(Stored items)
'''
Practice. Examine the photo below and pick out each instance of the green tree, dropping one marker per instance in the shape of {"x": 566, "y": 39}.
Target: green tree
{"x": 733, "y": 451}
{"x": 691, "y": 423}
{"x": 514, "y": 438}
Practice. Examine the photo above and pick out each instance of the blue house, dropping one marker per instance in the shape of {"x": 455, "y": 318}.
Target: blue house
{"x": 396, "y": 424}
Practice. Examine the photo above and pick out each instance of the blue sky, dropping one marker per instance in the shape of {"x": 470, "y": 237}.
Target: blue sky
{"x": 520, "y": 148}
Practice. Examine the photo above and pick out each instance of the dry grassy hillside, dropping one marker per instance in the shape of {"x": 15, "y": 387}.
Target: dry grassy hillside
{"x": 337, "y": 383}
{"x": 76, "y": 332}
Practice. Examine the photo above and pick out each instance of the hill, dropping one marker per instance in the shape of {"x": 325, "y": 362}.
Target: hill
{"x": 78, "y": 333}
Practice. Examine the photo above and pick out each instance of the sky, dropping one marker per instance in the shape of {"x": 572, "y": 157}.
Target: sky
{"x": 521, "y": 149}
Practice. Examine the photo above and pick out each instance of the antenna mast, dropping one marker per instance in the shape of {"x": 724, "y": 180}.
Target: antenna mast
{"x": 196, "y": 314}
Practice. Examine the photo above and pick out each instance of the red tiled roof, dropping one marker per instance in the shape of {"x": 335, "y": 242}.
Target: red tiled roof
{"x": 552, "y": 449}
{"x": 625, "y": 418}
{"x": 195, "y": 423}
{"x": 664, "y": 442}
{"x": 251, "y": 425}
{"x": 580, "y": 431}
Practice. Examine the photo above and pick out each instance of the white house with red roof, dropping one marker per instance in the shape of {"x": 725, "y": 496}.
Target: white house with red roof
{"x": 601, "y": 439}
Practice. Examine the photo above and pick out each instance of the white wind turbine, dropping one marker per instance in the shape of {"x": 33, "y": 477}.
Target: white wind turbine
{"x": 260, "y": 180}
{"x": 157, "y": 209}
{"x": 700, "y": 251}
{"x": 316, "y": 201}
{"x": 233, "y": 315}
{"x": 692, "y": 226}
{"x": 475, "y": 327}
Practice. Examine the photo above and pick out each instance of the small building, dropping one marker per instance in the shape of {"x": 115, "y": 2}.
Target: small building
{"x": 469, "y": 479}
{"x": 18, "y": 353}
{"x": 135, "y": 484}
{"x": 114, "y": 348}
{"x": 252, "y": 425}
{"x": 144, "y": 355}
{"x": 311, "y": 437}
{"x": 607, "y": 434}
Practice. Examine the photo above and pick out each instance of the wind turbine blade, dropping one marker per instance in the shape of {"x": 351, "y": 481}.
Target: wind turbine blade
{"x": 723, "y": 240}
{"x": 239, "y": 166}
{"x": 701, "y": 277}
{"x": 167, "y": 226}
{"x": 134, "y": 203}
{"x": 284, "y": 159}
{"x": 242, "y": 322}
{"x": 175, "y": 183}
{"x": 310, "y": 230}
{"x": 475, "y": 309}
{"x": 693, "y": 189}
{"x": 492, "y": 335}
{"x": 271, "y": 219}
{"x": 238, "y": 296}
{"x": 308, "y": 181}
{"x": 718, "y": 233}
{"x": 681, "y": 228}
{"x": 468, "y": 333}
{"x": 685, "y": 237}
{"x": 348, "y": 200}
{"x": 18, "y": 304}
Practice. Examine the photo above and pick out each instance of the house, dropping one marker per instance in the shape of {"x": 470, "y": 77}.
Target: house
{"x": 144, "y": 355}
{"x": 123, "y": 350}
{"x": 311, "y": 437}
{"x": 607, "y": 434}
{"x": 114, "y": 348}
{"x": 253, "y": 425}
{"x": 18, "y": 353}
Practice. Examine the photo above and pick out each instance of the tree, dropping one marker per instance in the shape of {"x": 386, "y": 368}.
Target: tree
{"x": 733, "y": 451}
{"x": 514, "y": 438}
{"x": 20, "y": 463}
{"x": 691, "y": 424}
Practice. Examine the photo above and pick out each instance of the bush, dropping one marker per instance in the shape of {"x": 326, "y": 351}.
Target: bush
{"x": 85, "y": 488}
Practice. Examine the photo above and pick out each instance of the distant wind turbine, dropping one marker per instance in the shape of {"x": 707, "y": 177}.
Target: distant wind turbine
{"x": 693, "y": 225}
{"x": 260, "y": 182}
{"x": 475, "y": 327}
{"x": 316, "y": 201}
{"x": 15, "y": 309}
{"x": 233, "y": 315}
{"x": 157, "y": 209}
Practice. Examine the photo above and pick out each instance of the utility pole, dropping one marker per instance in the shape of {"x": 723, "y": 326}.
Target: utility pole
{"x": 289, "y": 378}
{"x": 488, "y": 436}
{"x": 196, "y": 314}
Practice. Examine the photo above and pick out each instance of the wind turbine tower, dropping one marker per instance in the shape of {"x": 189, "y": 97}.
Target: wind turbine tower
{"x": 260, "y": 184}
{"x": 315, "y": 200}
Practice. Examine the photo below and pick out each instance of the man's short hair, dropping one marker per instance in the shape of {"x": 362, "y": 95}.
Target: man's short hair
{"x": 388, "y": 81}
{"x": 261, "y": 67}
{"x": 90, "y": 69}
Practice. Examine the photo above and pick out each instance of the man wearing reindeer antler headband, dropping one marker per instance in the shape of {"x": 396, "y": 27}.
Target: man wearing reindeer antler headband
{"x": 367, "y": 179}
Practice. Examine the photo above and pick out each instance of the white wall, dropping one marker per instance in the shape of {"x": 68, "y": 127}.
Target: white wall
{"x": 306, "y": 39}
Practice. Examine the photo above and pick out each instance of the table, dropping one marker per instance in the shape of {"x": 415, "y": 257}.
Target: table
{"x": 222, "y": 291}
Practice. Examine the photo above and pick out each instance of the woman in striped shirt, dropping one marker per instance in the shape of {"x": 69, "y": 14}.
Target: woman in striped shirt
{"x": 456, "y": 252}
'''
Your task is to repeat every entry above exactly.

OUTPUT OF THE EXERCISE
Practice. Examine the photo below and pick out each instance of the green tree, dropping one marker per instance in the shape of {"x": 566, "y": 39}.
Target: green tree
{"x": 733, "y": 451}
{"x": 691, "y": 423}
{"x": 514, "y": 438}
Practice. Examine the photo above and pick out each instance of the blue house, dropping one marker per instance in the shape of {"x": 455, "y": 318}.
Target: blue house
{"x": 396, "y": 424}
Practice. Examine the photo above and pick out each instance of the blue sky, dropping one marker per instance in the shape of {"x": 470, "y": 237}.
Target: blue sky
{"x": 520, "y": 148}
Practice. Examine the photo above and pick out each instance of the dry grassy hillside, dropping one marker per instance in the shape of {"x": 15, "y": 387}.
Target: dry grassy hillside
{"x": 337, "y": 383}
{"x": 76, "y": 332}
Practice. Examine the photo above and pick out each instance of the hill, dropping one marker per instance in the shape of {"x": 325, "y": 362}.
Target: hill
{"x": 78, "y": 333}
Practice. Examine the photo above and pick out each instance of the sky, dropping one marker per instance in the shape of {"x": 572, "y": 157}.
Target: sky
{"x": 521, "y": 149}
Practice. Examine the photo above and pick out each instance of the antenna mast, dropping one marker per instance in the shape of {"x": 724, "y": 180}.
Target: antenna mast
{"x": 196, "y": 314}
Practice. Examine the photo above and pick out each instance of the red tiled roof, dropping one marker per instance in the shape of {"x": 335, "y": 242}.
Target: red tiled roof
{"x": 552, "y": 449}
{"x": 625, "y": 418}
{"x": 195, "y": 423}
{"x": 664, "y": 442}
{"x": 251, "y": 425}
{"x": 580, "y": 431}
Practice. Examine the photo above and pick out each instance of the white house with red roof, dropping one marker per instance in the shape of {"x": 725, "y": 496}.
Target: white house with red roof
{"x": 601, "y": 439}
Practice. Examine the photo above and pick out each instance of the white wind turbine, dropping one marker per instance in the shape of {"x": 33, "y": 477}.
Target: white wind turbine
{"x": 260, "y": 180}
{"x": 157, "y": 209}
{"x": 700, "y": 251}
{"x": 316, "y": 201}
{"x": 233, "y": 315}
{"x": 692, "y": 226}
{"x": 475, "y": 327}
Practice. Examine the photo above and pick out each instance of the small building, dropping one marker per instance in the shape of {"x": 115, "y": 2}.
Target: small building
{"x": 469, "y": 479}
{"x": 18, "y": 353}
{"x": 135, "y": 484}
{"x": 114, "y": 348}
{"x": 252, "y": 425}
{"x": 144, "y": 355}
{"x": 311, "y": 437}
{"x": 607, "y": 434}
Practice. Examine the photo above and pick out each instance of the wind turbine blade, dropping one marker per instance in the shape of {"x": 351, "y": 481}.
Target: wind turbine blade
{"x": 723, "y": 240}
{"x": 239, "y": 166}
{"x": 701, "y": 277}
{"x": 167, "y": 226}
{"x": 134, "y": 203}
{"x": 284, "y": 159}
{"x": 242, "y": 322}
{"x": 175, "y": 183}
{"x": 310, "y": 230}
{"x": 475, "y": 309}
{"x": 693, "y": 189}
{"x": 492, "y": 335}
{"x": 271, "y": 219}
{"x": 238, "y": 296}
{"x": 308, "y": 181}
{"x": 718, "y": 233}
{"x": 681, "y": 228}
{"x": 468, "y": 333}
{"x": 685, "y": 237}
{"x": 348, "y": 200}
{"x": 18, "y": 304}
Practice. Examine the photo above and pick out each instance of the house, dropping one marker per instance in the shape of {"x": 470, "y": 77}.
Target: house
{"x": 144, "y": 355}
{"x": 123, "y": 350}
{"x": 311, "y": 437}
{"x": 607, "y": 434}
{"x": 114, "y": 348}
{"x": 253, "y": 425}
{"x": 18, "y": 353}
Practice. Examine the photo above and pick out each instance of the tree, dropping one marker per instance in the shape of {"x": 386, "y": 368}.
Target: tree
{"x": 733, "y": 451}
{"x": 514, "y": 438}
{"x": 20, "y": 463}
{"x": 691, "y": 424}
Practice. Examine the photo above and pick out each instance of the bush, dropping one marker per instance in the shape of {"x": 326, "y": 351}.
Target: bush
{"x": 85, "y": 488}
Practice. Examine the photo above and pick out each instance of the distant wind turbine, dropping one marker per instance in the shape of {"x": 707, "y": 177}.
Target: distant wind turbine
{"x": 693, "y": 225}
{"x": 260, "y": 182}
{"x": 475, "y": 327}
{"x": 316, "y": 201}
{"x": 15, "y": 309}
{"x": 233, "y": 315}
{"x": 157, "y": 209}
Practice. Examine the photo above and pick out each instance of the utility pole, dropping one marker per instance in the shape of {"x": 723, "y": 326}.
Target: utility pole
{"x": 289, "y": 378}
{"x": 488, "y": 436}
{"x": 196, "y": 314}
Practice. Examine the photo above and pick out each instance of the wind turbine tower, dropping one marker per instance in the shape of {"x": 189, "y": 97}.
Target: wind turbine tower
{"x": 260, "y": 184}
{"x": 315, "y": 200}
Practice. Examine the photo below and pick out each instance of the man's short hair, dropping one marker per instance in the shape of {"x": 362, "y": 95}.
Target: man's short hair
{"x": 388, "y": 81}
{"x": 261, "y": 67}
{"x": 90, "y": 69}
Practice. Examine the photo above and pick out each instance of the man wearing reindeer antler headband, dropping one marker per instance in the shape of {"x": 396, "y": 27}.
Target: man wearing reindeer antler headband
{"x": 367, "y": 179}
Practice. Examine the photo above and pick out each instance of the white wall, dropping one marker per instance in the shape of {"x": 68, "y": 127}.
Target: white wall
{"x": 306, "y": 39}
Practice. Examine the photo above and pick out each instance of the table, dropping one marker per instance in the shape of {"x": 415, "y": 257}.
Target: table
{"x": 222, "y": 291}
Practice. Examine the photo above and pick out each instance of the woman in striped shirt, dropping one marker per instance in the shape of {"x": 69, "y": 14}.
Target: woman in striped shirt
{"x": 456, "y": 252}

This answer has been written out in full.